_TO DO_
From the data below, give the number of lines holding the word "above", with nothing else added.

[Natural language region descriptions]

········

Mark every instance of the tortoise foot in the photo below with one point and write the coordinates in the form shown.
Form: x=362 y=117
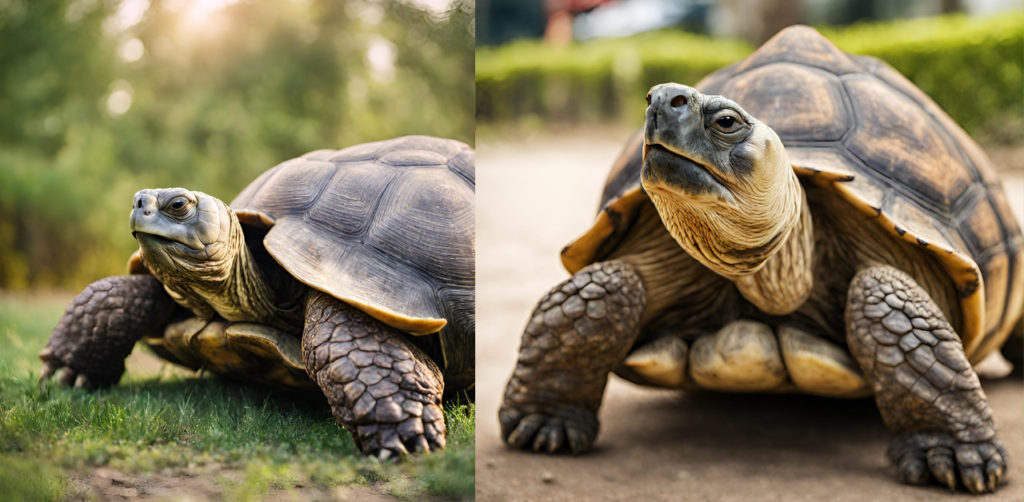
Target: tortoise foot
x=936 y=457
x=563 y=428
x=381 y=387
x=416 y=434
x=99 y=328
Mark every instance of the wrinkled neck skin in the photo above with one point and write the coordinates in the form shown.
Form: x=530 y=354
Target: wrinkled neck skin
x=228 y=284
x=762 y=240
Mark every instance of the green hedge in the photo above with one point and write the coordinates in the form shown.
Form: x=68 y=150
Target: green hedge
x=972 y=67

········

_EXPECTED OUTPUT_
2